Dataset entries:
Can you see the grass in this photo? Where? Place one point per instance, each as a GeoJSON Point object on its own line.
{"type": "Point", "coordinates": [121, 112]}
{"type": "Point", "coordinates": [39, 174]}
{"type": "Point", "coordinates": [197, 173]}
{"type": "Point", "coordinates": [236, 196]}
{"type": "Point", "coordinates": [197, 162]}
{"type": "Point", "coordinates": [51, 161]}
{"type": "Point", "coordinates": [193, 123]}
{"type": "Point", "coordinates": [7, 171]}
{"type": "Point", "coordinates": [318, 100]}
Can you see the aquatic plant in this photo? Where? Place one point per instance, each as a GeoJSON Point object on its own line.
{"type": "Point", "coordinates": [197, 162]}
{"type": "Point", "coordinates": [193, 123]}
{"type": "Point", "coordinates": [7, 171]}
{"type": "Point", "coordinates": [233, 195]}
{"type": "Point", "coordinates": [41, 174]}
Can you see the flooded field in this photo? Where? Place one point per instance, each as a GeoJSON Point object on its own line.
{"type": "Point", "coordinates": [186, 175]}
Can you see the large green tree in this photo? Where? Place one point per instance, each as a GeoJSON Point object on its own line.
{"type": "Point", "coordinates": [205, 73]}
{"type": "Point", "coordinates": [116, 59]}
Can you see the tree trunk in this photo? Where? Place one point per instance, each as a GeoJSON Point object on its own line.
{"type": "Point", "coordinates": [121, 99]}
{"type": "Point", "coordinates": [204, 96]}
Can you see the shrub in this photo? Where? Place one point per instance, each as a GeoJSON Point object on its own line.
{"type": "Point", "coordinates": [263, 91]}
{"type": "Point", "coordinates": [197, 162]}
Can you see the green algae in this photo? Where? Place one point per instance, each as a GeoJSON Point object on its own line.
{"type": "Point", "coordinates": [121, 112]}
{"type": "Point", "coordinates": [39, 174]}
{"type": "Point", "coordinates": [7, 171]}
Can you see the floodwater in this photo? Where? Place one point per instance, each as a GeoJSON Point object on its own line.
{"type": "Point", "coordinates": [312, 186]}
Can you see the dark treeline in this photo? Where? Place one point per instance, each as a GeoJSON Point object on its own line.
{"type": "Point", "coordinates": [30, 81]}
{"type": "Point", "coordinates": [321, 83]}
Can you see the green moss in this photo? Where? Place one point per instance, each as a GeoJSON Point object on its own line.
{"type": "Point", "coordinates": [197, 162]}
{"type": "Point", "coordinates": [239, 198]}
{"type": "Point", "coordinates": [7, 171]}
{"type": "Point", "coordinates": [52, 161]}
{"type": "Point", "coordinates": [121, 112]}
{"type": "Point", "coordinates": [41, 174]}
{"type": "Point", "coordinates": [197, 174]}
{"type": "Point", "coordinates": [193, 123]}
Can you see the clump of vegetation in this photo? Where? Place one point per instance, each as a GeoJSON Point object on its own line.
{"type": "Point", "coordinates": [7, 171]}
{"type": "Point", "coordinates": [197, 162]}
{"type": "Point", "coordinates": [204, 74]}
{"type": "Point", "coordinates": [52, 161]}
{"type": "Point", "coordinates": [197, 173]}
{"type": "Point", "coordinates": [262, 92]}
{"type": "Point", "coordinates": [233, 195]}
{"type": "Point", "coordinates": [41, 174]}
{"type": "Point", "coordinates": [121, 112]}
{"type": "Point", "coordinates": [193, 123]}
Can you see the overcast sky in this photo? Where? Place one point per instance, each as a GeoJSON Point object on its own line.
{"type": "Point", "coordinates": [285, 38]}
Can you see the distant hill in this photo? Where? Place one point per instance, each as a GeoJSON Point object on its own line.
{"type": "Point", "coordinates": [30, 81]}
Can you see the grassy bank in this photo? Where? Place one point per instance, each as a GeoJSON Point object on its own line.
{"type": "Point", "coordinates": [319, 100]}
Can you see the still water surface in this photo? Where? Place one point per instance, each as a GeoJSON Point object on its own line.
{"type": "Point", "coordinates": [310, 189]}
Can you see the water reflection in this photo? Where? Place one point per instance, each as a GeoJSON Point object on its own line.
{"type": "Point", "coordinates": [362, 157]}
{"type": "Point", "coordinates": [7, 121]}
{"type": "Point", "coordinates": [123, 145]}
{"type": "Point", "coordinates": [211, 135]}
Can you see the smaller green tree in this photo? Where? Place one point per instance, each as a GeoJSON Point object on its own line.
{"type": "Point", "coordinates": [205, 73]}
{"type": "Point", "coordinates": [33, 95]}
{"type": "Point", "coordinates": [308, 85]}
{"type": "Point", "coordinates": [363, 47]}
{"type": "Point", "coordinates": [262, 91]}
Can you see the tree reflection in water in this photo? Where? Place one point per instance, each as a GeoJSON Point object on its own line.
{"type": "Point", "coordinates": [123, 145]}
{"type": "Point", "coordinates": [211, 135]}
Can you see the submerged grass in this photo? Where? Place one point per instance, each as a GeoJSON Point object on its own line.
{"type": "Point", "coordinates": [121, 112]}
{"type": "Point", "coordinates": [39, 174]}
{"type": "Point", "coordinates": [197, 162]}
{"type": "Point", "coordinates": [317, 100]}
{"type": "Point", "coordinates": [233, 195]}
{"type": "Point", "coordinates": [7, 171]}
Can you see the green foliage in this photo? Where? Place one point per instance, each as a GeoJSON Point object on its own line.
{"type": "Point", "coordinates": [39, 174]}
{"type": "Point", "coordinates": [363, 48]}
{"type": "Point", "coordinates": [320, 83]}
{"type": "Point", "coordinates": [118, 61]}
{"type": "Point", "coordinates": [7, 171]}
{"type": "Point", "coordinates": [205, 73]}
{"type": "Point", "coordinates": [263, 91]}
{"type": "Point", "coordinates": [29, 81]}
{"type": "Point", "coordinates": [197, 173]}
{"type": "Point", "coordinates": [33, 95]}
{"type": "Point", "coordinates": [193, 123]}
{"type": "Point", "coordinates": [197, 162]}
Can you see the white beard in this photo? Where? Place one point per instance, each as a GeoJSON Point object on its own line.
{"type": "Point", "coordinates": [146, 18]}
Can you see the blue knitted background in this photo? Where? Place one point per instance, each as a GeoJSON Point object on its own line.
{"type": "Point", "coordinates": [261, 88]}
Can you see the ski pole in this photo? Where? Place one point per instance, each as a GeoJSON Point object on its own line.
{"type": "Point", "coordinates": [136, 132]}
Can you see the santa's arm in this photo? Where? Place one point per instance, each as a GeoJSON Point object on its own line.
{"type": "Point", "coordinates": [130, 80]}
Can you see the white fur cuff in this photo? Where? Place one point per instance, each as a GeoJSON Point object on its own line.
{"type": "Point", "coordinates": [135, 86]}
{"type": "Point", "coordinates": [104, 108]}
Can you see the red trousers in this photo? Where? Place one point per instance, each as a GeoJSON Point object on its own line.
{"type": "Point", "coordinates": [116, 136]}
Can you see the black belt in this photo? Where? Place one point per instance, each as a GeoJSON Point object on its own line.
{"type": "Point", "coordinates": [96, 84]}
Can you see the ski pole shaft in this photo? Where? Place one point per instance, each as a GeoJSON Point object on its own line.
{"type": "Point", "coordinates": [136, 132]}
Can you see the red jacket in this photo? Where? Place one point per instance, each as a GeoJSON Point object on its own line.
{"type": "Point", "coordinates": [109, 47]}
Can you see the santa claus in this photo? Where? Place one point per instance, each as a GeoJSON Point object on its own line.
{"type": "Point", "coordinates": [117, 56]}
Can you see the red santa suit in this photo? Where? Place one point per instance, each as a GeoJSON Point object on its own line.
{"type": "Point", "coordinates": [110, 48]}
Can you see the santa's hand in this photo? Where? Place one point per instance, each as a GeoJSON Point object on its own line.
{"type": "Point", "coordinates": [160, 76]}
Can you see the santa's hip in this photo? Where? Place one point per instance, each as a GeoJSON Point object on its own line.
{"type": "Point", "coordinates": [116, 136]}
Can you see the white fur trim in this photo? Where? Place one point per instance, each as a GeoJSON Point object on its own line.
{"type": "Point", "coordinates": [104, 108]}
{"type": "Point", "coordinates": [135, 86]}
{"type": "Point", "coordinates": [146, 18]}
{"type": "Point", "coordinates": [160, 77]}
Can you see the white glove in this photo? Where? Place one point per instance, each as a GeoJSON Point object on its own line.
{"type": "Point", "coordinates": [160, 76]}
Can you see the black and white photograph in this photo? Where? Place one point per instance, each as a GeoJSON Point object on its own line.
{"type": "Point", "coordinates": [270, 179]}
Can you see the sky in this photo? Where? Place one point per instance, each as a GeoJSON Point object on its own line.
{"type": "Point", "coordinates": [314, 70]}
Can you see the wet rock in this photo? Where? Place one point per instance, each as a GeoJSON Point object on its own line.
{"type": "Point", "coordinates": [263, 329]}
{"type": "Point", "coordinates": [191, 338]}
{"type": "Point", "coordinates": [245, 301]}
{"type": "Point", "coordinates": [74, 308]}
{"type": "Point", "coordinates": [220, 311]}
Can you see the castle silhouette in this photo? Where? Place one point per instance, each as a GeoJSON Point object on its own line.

* TASK DIRECTIONS *
Take the lines above from the one holding "Can you see the wet" to the last and output them exactly.

* RESPONSE TO THIS EXERCISE *
Can you see the wet rock in this photo? Where? Place one point per instance, each as a GeoJSON Point object on its own line.
{"type": "Point", "coordinates": [263, 329]}
{"type": "Point", "coordinates": [191, 338]}
{"type": "Point", "coordinates": [245, 301]}
{"type": "Point", "coordinates": [74, 308]}
{"type": "Point", "coordinates": [220, 311]}
Can you see the castle silhouette in this photo? Where? Place one point per instance, each as a GeoJSON Point object on its own line.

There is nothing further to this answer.